§ **Task instructions**:
Answer from the article about Fatima Othman:
(a) Where was her body found?
(b) According to Brig. Gen. Joseph Musallem, what did she die of?
(c) Why was the soldier in the photograph helping her drink?

52-year-old Fatima Othman, a disabled Lebanese beggar who lived on handouts in Lebanon, has shocked everyone with the small fortune she accumulated while begging on the streets in the capital Beirut.
The body of the Lebanese beggar was found in an abandoned car in the city’s Barbir district by officers, who also discovered two bags containing five million LBP ($3,300) in cash. The frugal beggar had also stashed away 1.7 billion LBP ($1.1 million) in a savings account – which was uncovered after police found her deposit book for a local bank.
Brig. Gen. Joseph Musallem, director of the Internal Security Forces public relations division, told Arab News that 52-year-old Othman had died of a heart attack.
“Finding the money and the savings book was a big surprise,” he said.
Othman was a well-known figure in the Barbir district. A photograph of the street beggar had won praise with its portrayal of a Lebanese soldier stationed at the nearby Barbir hospital helping her drink, because she was unable to use her hands or feet. The soldier was later commended by an army commander for his “compassion and humanity.”
Many on social media mocked begging in Lebanon and derided it as a lucrative profession. But nobody knew Othman as I knew her. On the pavement where the handicapped beggar used to sit — unable to move her hands due to a birth defect — she had the sympathy of people for decades. Othman did not talk or beg. She just looked with eyes full of sorrow at passing people.
The Barbir district was close to the front lines during Lebanon’s civil war and was targeted by artillery, especially during periods of calm when its gold market was crowded with people. Othman was hit once with shrapnel, but returned to the pavement wearing a bandage. She kept watching us grow up, and we kept watching her grow older.

§ **Dataset excerpts**:
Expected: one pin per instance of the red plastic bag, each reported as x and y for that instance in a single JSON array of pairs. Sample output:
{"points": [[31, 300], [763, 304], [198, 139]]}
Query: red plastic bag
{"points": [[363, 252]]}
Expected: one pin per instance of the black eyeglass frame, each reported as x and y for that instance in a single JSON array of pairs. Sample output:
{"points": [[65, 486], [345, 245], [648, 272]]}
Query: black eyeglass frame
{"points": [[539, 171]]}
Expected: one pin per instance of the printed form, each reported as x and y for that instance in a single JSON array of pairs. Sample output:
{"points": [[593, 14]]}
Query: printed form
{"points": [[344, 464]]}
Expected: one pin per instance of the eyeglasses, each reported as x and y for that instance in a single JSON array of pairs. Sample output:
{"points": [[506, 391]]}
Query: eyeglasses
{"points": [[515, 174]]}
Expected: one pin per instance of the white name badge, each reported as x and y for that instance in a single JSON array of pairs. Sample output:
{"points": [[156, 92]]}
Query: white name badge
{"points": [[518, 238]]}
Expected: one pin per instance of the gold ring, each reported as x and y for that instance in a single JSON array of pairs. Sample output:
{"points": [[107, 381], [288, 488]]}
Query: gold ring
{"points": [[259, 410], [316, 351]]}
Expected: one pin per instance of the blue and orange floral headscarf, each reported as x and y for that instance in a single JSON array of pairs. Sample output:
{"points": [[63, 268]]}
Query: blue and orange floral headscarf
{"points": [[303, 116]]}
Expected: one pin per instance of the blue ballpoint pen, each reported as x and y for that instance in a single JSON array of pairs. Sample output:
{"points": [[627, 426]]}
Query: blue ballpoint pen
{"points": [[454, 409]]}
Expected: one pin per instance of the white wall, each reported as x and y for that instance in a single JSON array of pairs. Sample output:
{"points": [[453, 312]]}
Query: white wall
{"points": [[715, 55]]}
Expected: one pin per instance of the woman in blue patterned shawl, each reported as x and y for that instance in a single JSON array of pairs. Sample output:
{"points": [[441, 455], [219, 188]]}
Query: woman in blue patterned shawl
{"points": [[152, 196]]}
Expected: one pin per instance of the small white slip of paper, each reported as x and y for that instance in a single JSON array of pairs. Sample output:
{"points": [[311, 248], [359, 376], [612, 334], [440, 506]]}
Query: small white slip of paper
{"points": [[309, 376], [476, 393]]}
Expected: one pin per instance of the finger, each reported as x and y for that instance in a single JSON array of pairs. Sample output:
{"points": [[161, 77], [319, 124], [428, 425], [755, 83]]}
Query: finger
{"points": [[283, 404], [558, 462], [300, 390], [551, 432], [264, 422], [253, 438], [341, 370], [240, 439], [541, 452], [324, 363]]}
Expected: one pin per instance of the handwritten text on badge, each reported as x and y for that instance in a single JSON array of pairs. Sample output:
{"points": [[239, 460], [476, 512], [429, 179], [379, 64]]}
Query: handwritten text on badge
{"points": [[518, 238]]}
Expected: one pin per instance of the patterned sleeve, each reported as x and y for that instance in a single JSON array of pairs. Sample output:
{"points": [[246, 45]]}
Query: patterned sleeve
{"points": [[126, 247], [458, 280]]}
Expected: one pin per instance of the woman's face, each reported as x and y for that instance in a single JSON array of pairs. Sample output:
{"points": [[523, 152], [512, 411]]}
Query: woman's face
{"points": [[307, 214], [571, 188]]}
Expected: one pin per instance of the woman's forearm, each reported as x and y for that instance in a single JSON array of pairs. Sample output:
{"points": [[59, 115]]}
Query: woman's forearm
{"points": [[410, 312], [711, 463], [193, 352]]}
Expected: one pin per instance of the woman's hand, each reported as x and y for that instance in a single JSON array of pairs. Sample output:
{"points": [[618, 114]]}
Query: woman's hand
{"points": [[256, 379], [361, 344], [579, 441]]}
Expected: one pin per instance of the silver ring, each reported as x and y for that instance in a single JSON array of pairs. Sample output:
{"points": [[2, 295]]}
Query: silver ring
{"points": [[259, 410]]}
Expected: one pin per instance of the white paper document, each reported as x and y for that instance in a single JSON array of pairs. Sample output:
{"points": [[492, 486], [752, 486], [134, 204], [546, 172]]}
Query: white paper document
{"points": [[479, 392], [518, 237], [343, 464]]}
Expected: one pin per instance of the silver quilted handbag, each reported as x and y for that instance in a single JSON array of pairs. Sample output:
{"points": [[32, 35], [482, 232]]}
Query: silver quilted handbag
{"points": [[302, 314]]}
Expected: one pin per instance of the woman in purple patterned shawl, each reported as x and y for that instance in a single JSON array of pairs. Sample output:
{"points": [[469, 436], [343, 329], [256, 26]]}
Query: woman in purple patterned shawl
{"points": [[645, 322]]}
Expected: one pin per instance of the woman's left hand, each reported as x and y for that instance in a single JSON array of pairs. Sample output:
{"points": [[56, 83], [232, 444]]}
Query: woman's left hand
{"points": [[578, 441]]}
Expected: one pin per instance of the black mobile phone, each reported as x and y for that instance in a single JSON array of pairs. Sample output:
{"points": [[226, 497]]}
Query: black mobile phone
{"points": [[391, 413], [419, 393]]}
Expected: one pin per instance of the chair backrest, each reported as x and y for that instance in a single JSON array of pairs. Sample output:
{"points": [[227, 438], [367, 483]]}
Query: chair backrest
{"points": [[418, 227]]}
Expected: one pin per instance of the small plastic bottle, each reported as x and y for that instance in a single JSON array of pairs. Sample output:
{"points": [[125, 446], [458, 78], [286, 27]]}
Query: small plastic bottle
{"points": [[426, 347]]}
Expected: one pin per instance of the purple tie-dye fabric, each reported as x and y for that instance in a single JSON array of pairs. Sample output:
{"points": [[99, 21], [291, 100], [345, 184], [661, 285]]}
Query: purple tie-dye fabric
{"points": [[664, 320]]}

§ **Solution for this task**:
(a) In an abandoned car in Beirut's Barbir district.
(b) A heart attack.
(c) She was unable to use her hands or feet.